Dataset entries
━━━━━━━━━━━━━━━━━━━━━━━━━━━━━━
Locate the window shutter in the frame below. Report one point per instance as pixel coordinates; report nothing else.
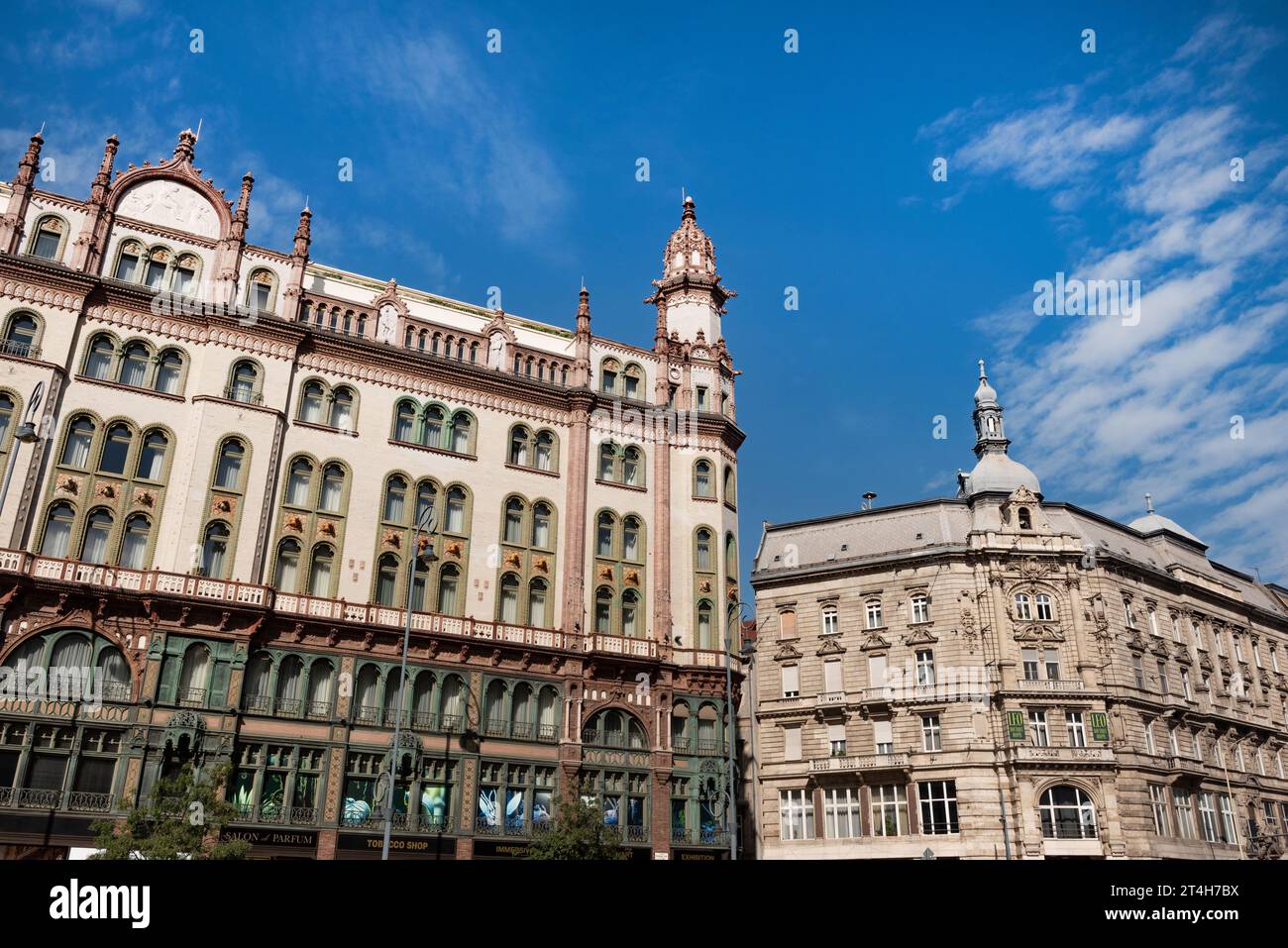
(791, 743)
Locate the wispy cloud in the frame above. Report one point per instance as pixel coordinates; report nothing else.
(1192, 403)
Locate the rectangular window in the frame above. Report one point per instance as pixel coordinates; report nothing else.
(836, 740)
(889, 810)
(791, 681)
(1158, 804)
(793, 743)
(930, 733)
(832, 677)
(797, 814)
(925, 668)
(938, 806)
(1184, 814)
(1207, 817)
(841, 813)
(1073, 724)
(883, 736)
(1037, 725)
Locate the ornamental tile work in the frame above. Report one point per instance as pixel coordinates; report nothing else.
(211, 511)
(1001, 674)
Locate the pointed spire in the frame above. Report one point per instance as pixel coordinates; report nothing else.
(185, 150)
(30, 162)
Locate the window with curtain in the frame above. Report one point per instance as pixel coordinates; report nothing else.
(297, 484)
(214, 549)
(98, 527)
(80, 436)
(333, 488)
(116, 450)
(58, 530)
(134, 543)
(228, 469)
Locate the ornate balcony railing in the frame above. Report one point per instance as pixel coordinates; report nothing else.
(862, 762)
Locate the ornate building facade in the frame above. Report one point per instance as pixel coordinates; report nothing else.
(210, 532)
(1001, 675)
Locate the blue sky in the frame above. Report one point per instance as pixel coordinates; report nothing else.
(809, 170)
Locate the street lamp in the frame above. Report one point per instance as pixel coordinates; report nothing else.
(425, 523)
(26, 433)
(730, 805)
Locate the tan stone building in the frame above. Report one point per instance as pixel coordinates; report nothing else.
(1000, 674)
(214, 513)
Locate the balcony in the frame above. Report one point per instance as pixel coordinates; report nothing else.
(1068, 756)
(862, 762)
(72, 801)
(1063, 685)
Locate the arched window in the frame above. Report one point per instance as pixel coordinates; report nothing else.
(320, 570)
(80, 436)
(386, 579)
(706, 629)
(134, 543)
(404, 421)
(232, 453)
(153, 456)
(20, 335)
(297, 483)
(703, 558)
(310, 403)
(462, 433)
(449, 578)
(214, 549)
(128, 261)
(519, 445)
(604, 535)
(631, 469)
(116, 449)
(168, 371)
(509, 599)
(342, 408)
(541, 526)
(333, 488)
(513, 532)
(539, 609)
(1068, 813)
(47, 240)
(259, 291)
(58, 530)
(604, 610)
(1022, 607)
(99, 356)
(287, 575)
(134, 365)
(245, 382)
(630, 614)
(194, 677)
(432, 433)
(702, 484)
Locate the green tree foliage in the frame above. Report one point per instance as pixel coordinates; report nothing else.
(579, 833)
(181, 818)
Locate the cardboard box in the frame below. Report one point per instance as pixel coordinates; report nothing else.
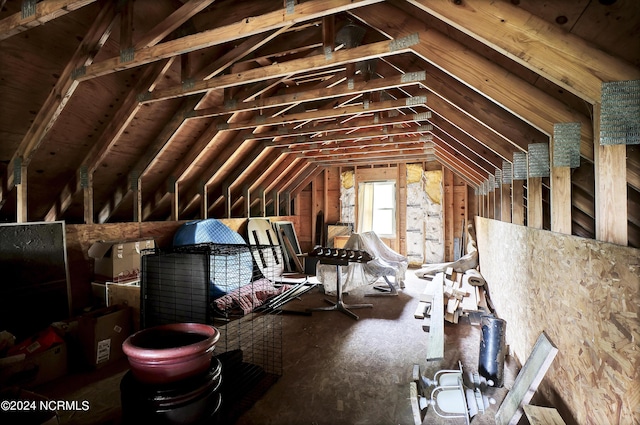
(109, 293)
(31, 370)
(101, 334)
(118, 261)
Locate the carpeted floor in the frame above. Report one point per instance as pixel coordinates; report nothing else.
(335, 370)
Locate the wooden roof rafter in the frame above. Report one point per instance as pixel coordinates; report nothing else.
(469, 68)
(243, 28)
(551, 52)
(43, 12)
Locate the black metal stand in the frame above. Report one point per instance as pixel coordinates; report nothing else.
(339, 305)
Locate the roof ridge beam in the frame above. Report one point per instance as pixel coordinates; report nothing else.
(551, 52)
(245, 27)
(45, 11)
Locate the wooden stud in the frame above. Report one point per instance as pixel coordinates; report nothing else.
(610, 188)
(561, 200)
(534, 203)
(505, 205)
(204, 201)
(87, 199)
(21, 194)
(45, 11)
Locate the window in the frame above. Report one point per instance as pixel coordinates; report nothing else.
(377, 208)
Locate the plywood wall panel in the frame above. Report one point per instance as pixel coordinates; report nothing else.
(586, 295)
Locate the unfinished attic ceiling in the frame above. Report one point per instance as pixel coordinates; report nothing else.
(157, 109)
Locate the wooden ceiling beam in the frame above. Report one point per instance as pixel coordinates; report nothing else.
(340, 125)
(205, 143)
(460, 144)
(353, 135)
(45, 11)
(401, 152)
(469, 103)
(471, 143)
(470, 68)
(243, 181)
(63, 89)
(212, 176)
(292, 67)
(313, 95)
(341, 112)
(466, 166)
(304, 182)
(109, 136)
(550, 51)
(297, 179)
(245, 27)
(364, 143)
(276, 169)
(389, 147)
(400, 159)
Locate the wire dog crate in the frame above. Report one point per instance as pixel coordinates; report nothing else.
(226, 286)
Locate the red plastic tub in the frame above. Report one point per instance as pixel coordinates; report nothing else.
(169, 353)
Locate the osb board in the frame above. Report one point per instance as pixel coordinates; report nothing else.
(585, 295)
━━━━━━━━━━━━━━━━━━━━━━━━━━━━━━
• **EXERCISE**: Please repeat every record exactly as it stands, leaving out any pictures.

• **THE COMPLETED TASK**:
Locate the window shutter in the frame below. Report one point per instance as pixel coordinates; report nothing else.
(791, 743)
Locate the wispy cloud in the frame above. Report one point per instance as pixel coordinates; report nothing else.
(1192, 403)
Locate the rectangular window in the frame above. Report one point per instance as pixel coordinates; report nothing else.
(836, 740)
(889, 810)
(791, 681)
(1158, 804)
(793, 743)
(930, 733)
(832, 677)
(797, 814)
(925, 668)
(938, 806)
(1184, 814)
(1207, 817)
(841, 813)
(1073, 724)
(883, 736)
(1037, 725)
Locate the ornamental tile work in the frame above. Report one point per instance as pixel coordinates; report nothing else.
(211, 511)
(1001, 674)
Locate the pointed spire in the frame above. Report one point per instance as pixel coordinates; report nothing else.
(185, 150)
(30, 162)
Locate the window with curtain in the frame above. Report one point per instance as pixel coordinates; report nothing else.
(297, 484)
(214, 549)
(98, 527)
(80, 436)
(333, 488)
(116, 450)
(58, 530)
(134, 543)
(228, 469)
Locate the ornate balcony railing in the frame above. Report one point per instance as pixel coordinates; report nothing else.
(862, 762)
Locate the ornate building facade in the frame above. Report one point per instance as pixel coordinates; report nothing else.
(210, 532)
(1001, 675)
Locate the blue sky in the frame above. Report one point per instance as pixel coordinates; report nothing else.
(809, 170)
Locate the street lamp in the frame above. Report one point per instance as pixel coordinates; report nothing else.
(425, 523)
(26, 433)
(730, 805)
Locate the tan stone building in the frame above. Report one point per instance as pixel coordinates; report nothing else.
(1000, 674)
(214, 513)
Locate the balcony in the frame above. Report one point per instance as pixel coordinates; report nothing else.
(1068, 756)
(862, 762)
(72, 801)
(1063, 685)
Locate the arched window in the frame above. Report one point per instance as pixel coordinates; report nothing else.
(320, 570)
(80, 436)
(386, 579)
(706, 629)
(134, 543)
(404, 421)
(232, 453)
(153, 456)
(20, 335)
(297, 483)
(703, 558)
(310, 403)
(462, 433)
(449, 578)
(214, 549)
(128, 261)
(519, 445)
(604, 535)
(631, 469)
(116, 449)
(168, 371)
(509, 599)
(342, 408)
(541, 526)
(333, 488)
(513, 532)
(539, 609)
(1068, 813)
(47, 240)
(259, 291)
(58, 530)
(604, 610)
(1022, 607)
(99, 356)
(287, 575)
(134, 365)
(245, 382)
(630, 614)
(194, 677)
(432, 433)
(702, 484)
Locate the green tree foliage in the frame above. Report one point per instance as pixel coordinates; report nothing else.
(579, 833)
(181, 818)
Locate the cardboard box in the frame below. Report one point per instance as pixel coordinates; report nothing else.
(109, 293)
(31, 370)
(101, 334)
(118, 261)
Locate the carpeted floor in the frame above. Report one point per instance as pixel coordinates; report nothing else.
(335, 370)
Locate the wooden roof rafter in the frame above. Report one point per instance as pixel coordinates; report nothing else.
(469, 68)
(243, 28)
(551, 52)
(43, 12)
Locate the black metal stand in the frame above. Report one point per instance as pixel coordinates; report nothing else.
(339, 305)
Locate the roof ridge beam in the frame above. Report one point per instance as pixel coordinates; report nothing else.
(551, 52)
(245, 27)
(45, 11)
Locate the wooden stud in the frame above. Report one point per instance as pixel coordinates; report nothing else.
(610, 188)
(561, 200)
(534, 203)
(505, 205)
(204, 201)
(87, 199)
(21, 194)
(45, 11)
Locate the window in the frame above. Report one point per instance as pixel coordinates; report nothing else.
(377, 208)
Locate the plywood wall panel in the frame above. Report one point per instance as pixel coordinates; report nothing else.
(586, 295)
Locate the unfinished attic ceiling in the frame above. Report one point per instance as pixel coordinates; report nothing else.
(157, 109)
Locate the wooden ceiling beam in the frame above. Report one point per instance as pixel coordinates; report nothing else.
(340, 125)
(205, 143)
(460, 144)
(353, 135)
(45, 11)
(401, 152)
(469, 103)
(471, 143)
(470, 68)
(243, 181)
(63, 89)
(212, 176)
(292, 67)
(313, 95)
(341, 112)
(466, 166)
(304, 182)
(109, 136)
(550, 51)
(297, 179)
(245, 27)
(364, 143)
(276, 169)
(389, 147)
(400, 159)
Locate the wire dog crate in the frame above. Report one point per instance as pixel coordinates; report nothing else.
(226, 286)
Locate the red plastic tub in the frame above. Report one point per instance as pixel coordinates; report nothing else.
(169, 353)
Locate the osb board in the frame above. Report one point per instance as pixel coordinates; report nothing else.
(585, 295)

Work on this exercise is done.